• STORED DATA:
◆ ◆ ◆ ◆ ◆

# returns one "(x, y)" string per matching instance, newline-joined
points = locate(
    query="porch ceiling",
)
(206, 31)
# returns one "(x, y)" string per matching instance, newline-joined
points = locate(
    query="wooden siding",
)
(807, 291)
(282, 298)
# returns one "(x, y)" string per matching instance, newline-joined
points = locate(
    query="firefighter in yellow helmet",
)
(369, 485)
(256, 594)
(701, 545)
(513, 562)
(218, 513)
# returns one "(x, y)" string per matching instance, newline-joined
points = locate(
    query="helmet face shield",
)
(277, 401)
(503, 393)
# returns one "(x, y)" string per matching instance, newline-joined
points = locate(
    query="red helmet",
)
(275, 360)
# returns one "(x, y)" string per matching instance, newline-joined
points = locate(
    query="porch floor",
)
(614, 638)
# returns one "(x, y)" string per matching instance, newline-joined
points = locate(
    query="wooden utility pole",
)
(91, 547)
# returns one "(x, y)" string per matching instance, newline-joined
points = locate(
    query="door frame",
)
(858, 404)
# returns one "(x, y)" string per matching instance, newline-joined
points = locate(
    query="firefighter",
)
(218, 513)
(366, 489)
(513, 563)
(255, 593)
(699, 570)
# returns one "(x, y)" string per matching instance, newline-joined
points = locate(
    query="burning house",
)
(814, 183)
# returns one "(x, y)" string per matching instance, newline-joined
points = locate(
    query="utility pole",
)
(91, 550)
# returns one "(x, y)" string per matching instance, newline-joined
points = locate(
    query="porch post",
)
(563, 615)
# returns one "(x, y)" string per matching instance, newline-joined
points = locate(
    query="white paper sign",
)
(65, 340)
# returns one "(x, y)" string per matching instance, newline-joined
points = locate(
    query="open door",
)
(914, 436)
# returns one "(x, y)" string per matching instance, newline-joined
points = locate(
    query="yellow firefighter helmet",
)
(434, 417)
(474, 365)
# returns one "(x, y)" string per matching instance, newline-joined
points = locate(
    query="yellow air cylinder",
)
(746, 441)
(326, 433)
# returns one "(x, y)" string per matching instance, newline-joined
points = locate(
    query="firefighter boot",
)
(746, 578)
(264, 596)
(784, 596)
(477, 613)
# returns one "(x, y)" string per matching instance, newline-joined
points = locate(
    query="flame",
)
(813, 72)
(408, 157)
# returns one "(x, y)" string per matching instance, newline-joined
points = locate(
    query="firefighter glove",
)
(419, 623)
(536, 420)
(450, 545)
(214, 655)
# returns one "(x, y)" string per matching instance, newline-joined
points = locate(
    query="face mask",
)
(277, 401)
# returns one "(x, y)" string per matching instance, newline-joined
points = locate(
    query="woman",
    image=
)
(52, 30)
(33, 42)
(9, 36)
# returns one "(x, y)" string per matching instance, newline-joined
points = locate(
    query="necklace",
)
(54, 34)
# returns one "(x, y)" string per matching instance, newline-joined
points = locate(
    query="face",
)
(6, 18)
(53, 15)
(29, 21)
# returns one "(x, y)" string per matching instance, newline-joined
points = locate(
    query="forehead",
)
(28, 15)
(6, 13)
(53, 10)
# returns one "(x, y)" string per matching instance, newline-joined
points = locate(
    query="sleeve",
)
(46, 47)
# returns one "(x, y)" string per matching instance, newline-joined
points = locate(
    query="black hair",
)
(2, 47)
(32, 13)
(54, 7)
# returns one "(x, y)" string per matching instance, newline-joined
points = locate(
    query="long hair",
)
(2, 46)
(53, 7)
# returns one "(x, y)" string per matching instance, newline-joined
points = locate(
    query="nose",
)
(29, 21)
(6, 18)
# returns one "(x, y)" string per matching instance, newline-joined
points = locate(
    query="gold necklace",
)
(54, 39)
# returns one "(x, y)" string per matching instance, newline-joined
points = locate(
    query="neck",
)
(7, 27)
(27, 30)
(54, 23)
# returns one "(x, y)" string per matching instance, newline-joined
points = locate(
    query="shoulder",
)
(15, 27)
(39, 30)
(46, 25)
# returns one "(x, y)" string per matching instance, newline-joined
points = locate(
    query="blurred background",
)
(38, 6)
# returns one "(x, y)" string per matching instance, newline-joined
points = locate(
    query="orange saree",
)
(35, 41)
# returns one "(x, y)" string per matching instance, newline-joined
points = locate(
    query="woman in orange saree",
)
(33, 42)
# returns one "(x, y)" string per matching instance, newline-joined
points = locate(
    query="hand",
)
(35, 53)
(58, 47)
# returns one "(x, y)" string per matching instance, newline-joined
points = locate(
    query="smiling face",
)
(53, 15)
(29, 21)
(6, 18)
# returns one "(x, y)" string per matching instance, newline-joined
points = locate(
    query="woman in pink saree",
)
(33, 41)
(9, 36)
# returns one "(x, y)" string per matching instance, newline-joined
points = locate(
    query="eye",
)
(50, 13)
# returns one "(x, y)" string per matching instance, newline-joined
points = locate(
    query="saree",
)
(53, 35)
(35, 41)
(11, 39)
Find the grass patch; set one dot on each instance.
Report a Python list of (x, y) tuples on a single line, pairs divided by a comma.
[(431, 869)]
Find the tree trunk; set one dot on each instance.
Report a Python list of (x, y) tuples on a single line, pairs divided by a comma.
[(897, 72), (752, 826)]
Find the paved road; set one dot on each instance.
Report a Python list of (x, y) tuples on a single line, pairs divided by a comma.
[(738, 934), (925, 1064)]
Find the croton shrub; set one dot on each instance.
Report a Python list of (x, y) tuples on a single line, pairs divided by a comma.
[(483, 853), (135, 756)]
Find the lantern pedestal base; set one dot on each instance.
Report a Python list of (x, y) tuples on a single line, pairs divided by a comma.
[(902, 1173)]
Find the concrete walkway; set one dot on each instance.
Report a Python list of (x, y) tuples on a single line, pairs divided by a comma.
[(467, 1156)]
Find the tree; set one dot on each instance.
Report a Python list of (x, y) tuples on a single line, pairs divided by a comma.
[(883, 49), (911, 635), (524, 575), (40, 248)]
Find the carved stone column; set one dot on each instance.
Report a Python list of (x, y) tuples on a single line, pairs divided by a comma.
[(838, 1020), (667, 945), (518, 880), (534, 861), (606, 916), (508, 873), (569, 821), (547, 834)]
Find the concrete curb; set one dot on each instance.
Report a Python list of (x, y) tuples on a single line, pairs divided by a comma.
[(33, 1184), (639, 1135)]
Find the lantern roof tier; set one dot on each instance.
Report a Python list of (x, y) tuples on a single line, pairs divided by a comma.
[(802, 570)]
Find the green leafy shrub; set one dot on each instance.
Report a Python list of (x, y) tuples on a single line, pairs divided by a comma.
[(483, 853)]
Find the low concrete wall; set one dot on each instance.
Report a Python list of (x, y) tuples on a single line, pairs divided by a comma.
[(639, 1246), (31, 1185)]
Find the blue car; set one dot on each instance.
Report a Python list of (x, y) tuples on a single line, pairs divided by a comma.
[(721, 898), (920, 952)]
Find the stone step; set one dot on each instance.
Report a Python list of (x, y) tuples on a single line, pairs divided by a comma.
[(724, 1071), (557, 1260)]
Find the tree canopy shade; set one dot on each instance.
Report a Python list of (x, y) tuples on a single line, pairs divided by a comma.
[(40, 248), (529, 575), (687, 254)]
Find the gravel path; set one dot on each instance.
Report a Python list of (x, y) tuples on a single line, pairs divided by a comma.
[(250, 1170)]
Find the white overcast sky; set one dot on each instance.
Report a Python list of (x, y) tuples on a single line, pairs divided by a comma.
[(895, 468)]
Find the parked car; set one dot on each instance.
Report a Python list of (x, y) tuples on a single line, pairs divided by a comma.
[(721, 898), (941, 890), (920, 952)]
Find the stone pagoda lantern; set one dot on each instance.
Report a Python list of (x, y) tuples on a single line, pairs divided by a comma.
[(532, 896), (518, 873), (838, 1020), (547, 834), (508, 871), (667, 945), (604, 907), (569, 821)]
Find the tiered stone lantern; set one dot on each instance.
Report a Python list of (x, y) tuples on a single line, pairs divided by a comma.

◆ ◆ ◆ ◆ ◆

• TASK TO CARRY OUT:
Switch "blue" to "silver" and write out everything from the line containing "Find the blue" down to the line containing "[(721, 898), (920, 952)]", leaving all else unchanged.

• FULL RESPONSE:
Find the silver car; set one dot on each instance.
Report a Python list of (x, y) tuples on a single line, pairs divided by a comma.
[(721, 898), (920, 952)]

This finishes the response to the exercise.